§ **YOUR OBJECTIVE**: Collect every row below that contains the word "correct", copying each such row in full.

Collected data entries
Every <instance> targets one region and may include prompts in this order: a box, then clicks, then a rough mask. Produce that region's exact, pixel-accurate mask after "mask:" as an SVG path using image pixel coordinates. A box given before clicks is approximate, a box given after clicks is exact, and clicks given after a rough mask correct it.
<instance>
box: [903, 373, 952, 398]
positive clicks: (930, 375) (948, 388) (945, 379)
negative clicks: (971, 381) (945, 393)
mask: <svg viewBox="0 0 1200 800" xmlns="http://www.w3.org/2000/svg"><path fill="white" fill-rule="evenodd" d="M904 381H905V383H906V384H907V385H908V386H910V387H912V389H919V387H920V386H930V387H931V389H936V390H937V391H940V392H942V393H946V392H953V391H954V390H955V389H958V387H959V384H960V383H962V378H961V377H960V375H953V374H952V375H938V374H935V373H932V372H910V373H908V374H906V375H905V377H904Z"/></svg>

...

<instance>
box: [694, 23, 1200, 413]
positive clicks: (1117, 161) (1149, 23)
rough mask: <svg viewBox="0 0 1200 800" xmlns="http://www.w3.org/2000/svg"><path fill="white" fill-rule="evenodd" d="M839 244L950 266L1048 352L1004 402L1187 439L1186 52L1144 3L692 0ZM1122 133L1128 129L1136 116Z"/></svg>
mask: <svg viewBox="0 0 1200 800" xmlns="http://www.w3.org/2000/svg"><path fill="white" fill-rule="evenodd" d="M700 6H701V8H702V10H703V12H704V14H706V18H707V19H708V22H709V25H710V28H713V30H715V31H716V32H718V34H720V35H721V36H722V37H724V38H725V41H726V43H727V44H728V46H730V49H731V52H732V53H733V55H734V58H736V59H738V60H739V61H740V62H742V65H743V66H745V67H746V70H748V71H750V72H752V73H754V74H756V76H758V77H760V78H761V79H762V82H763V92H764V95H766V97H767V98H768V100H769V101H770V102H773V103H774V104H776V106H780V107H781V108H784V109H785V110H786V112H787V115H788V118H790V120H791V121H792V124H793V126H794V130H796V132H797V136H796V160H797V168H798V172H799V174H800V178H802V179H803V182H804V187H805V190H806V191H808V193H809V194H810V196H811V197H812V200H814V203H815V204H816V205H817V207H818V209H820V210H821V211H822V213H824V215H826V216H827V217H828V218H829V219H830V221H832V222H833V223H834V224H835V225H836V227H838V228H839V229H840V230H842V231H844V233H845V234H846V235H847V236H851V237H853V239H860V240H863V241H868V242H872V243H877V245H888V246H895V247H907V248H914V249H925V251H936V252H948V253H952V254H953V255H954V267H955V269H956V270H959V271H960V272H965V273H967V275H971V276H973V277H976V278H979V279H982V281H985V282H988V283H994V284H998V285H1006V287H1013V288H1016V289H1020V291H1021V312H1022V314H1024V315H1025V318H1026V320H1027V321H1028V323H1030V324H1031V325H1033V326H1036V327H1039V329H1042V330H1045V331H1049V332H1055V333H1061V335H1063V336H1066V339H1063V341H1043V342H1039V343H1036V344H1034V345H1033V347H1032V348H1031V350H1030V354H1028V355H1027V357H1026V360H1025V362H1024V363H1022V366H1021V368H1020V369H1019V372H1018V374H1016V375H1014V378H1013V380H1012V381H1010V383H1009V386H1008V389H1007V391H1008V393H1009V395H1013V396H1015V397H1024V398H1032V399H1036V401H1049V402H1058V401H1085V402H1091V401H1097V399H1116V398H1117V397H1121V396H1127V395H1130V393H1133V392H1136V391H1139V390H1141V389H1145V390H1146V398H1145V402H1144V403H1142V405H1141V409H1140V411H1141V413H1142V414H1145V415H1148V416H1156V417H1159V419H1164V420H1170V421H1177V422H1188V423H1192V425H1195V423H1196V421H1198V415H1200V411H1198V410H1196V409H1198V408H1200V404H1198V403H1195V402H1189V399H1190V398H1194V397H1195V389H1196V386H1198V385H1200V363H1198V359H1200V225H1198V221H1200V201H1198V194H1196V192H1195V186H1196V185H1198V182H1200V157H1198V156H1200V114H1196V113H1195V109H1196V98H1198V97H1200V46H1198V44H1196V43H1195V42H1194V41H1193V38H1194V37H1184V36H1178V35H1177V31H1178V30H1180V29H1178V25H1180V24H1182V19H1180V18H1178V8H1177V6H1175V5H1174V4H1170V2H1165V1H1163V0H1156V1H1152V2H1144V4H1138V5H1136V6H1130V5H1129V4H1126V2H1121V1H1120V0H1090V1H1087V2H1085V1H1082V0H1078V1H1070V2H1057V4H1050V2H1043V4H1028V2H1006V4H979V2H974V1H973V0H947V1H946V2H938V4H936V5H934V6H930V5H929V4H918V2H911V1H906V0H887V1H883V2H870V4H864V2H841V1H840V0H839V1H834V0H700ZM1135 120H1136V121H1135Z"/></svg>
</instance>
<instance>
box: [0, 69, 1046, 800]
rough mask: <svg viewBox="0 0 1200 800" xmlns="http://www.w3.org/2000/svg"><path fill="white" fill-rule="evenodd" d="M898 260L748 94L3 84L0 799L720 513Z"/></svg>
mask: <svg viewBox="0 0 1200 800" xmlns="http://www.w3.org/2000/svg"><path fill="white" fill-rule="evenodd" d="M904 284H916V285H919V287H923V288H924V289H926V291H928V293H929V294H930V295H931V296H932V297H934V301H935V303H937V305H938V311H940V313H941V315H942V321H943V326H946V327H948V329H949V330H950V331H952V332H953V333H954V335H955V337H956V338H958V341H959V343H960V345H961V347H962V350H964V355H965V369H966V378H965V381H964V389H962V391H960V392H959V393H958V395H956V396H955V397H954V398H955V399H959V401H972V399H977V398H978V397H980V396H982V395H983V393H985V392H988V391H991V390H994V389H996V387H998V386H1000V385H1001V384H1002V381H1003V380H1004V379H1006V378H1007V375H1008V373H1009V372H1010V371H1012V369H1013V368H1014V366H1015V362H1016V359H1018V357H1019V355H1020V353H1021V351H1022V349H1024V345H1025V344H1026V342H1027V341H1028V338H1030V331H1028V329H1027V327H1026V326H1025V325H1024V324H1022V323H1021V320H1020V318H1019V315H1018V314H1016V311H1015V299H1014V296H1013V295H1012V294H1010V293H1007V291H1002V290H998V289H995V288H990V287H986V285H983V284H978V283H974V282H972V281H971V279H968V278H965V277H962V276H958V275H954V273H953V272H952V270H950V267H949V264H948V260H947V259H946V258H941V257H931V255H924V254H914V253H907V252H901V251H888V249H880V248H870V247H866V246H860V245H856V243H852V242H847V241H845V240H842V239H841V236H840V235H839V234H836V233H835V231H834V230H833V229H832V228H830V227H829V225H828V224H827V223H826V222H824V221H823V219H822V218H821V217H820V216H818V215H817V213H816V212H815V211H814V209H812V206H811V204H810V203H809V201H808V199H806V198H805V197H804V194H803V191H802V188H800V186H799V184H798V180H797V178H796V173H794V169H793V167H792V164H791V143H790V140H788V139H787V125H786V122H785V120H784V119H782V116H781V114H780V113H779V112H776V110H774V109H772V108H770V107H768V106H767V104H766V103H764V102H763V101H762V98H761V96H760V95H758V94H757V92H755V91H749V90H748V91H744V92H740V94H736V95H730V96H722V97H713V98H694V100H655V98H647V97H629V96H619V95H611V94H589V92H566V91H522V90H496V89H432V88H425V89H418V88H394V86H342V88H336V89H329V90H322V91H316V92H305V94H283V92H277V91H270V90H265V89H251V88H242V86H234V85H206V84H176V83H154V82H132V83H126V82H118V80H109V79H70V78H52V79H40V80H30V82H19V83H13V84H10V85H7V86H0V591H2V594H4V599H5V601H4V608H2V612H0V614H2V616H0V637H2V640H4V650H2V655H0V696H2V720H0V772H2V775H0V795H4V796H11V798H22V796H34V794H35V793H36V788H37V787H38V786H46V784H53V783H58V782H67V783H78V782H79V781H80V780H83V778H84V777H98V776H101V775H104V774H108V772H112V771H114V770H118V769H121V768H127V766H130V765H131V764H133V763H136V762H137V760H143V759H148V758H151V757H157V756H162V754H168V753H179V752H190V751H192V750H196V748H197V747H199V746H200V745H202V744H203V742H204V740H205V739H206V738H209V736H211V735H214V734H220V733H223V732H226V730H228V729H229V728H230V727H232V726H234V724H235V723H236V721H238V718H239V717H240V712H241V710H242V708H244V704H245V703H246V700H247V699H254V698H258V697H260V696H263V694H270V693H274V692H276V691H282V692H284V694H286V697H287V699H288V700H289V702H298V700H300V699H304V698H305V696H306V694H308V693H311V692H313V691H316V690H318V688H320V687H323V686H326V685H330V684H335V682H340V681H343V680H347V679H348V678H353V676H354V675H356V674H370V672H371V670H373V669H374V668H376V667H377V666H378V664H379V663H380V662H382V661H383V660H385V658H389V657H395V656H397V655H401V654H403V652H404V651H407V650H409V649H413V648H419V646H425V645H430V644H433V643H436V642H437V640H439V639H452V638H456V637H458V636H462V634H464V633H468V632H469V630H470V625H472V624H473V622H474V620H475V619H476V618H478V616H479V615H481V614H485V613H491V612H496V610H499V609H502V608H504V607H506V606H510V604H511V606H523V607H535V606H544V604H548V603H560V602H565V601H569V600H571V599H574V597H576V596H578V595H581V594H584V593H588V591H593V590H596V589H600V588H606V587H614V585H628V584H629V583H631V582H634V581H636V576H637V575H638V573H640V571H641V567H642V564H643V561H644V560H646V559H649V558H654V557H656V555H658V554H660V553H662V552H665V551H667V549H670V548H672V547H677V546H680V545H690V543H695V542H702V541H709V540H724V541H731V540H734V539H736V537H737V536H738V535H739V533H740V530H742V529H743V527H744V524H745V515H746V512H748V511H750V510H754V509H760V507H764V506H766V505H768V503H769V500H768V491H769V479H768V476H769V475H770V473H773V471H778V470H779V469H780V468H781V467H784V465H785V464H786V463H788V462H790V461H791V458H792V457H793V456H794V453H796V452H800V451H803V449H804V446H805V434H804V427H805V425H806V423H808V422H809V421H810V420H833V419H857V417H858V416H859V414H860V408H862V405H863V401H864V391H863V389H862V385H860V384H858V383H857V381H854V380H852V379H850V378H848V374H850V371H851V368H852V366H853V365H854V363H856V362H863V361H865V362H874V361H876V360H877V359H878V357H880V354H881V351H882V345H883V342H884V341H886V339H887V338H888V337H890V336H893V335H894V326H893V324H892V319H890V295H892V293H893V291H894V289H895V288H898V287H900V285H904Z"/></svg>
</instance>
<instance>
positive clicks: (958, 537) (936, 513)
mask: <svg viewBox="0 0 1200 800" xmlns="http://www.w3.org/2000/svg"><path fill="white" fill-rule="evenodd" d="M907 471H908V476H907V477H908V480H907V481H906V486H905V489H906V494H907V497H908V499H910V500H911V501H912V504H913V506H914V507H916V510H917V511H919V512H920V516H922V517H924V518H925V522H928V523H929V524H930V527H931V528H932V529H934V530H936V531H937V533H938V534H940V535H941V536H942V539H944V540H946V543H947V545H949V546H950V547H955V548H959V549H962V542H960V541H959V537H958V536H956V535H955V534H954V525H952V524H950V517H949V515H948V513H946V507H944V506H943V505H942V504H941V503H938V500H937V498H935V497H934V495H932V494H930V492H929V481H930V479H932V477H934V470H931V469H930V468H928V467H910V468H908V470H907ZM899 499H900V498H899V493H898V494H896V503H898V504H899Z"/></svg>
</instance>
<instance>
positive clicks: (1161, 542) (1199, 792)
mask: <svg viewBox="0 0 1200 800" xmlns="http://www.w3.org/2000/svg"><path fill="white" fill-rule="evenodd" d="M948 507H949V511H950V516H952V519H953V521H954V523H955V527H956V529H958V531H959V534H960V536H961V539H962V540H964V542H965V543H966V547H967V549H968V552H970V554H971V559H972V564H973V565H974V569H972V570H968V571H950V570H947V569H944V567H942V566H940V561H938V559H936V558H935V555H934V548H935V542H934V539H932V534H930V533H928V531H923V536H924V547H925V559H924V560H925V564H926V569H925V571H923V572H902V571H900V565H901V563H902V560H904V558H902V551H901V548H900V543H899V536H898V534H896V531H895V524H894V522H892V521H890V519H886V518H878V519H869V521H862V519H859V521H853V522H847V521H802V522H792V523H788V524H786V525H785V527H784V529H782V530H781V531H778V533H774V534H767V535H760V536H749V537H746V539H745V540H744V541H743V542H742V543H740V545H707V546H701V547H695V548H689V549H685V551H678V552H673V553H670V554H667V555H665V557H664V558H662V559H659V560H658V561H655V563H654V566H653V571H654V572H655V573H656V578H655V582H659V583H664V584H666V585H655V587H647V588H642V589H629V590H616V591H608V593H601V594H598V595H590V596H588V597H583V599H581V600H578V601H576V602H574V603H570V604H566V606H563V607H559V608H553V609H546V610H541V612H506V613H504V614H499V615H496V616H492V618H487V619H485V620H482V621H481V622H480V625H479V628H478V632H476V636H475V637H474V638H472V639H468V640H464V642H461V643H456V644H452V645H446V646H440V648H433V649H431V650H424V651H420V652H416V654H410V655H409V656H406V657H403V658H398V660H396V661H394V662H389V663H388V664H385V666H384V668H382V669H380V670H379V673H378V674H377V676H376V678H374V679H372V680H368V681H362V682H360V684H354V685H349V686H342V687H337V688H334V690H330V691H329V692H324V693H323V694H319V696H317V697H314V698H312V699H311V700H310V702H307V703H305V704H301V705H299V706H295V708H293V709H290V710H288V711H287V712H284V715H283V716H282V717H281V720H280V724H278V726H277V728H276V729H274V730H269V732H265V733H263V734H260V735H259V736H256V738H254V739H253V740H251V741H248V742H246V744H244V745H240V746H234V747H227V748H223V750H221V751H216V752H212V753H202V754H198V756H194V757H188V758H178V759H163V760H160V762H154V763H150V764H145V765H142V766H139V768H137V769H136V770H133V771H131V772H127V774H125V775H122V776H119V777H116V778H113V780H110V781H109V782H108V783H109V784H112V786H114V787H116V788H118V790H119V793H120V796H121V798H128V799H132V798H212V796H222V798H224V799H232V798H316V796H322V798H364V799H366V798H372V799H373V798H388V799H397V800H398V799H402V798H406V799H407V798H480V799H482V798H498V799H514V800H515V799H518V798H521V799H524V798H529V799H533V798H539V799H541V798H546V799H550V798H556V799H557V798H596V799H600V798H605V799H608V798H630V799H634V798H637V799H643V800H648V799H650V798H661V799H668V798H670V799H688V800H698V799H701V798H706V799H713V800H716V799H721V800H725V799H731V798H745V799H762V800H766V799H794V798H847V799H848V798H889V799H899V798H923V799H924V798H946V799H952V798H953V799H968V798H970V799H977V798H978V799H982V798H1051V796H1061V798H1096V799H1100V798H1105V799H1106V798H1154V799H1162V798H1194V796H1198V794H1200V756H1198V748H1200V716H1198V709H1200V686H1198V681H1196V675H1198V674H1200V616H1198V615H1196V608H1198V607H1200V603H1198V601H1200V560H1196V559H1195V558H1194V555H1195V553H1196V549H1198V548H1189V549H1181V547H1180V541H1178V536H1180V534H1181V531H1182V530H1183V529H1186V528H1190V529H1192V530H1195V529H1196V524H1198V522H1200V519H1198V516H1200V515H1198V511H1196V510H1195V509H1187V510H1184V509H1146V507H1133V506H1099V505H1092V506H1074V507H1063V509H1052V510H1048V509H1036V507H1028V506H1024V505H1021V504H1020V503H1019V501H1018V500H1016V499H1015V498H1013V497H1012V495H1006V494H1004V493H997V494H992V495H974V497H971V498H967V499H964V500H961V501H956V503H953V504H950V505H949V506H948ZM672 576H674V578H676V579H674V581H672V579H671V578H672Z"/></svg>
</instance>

==

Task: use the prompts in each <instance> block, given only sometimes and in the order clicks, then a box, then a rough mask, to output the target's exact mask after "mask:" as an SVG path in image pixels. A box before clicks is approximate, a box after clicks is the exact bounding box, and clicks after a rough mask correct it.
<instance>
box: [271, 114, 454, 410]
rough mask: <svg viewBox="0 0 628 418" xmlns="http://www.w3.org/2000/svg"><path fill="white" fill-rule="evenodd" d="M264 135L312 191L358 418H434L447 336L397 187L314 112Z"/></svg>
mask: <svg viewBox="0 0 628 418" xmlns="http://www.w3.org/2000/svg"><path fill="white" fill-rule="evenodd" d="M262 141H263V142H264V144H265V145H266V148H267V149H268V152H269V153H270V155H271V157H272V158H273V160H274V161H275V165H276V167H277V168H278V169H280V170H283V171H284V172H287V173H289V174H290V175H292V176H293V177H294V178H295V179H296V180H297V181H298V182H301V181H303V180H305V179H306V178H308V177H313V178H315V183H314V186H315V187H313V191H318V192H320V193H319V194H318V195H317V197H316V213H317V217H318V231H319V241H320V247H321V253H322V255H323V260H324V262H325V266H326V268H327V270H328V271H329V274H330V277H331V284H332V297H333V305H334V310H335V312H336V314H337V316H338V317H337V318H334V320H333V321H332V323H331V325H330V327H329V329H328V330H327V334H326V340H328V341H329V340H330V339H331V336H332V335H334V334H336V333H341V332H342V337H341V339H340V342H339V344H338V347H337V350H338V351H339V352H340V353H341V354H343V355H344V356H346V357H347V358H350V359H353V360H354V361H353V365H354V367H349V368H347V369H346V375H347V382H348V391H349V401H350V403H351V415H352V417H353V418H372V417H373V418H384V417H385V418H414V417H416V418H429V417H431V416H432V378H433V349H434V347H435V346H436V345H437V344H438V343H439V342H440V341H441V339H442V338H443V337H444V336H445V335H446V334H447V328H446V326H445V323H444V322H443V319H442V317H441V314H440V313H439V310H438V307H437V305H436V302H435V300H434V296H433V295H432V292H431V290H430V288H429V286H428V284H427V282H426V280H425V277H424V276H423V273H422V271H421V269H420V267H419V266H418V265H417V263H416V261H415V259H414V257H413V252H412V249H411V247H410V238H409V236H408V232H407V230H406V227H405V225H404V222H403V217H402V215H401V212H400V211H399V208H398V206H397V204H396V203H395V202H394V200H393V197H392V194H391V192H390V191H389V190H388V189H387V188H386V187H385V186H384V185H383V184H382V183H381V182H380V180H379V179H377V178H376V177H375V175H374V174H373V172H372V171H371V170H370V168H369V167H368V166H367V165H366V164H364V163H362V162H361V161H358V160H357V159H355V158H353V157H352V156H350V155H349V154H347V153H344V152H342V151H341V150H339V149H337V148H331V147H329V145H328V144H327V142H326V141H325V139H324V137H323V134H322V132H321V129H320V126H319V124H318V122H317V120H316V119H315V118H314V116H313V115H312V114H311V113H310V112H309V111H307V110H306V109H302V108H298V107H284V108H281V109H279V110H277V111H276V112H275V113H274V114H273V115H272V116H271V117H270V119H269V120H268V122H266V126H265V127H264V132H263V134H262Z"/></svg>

§ **SOLUTION TO THIS EXERCISE**:
Every <instance> targets one region and may include prompts in this order: a box, then clicks, then a rough mask. Produce that region's exact, pixel-accurate mask after "mask:" as an SVG path using image pixel coordinates. A box given before clicks is approximate, a box given after clicks is exact, and clicks given after a rough mask correct it.
Task: use the prompts in each <instance> block, given only sometimes and in the order clicks, then a box, then a rough mask, to output the target's exact mask after "mask:" as an SVG path in image pixels. A box before clicks is approximate, a box after clicks is the exact bounding box, and clicks after a rough mask correct it.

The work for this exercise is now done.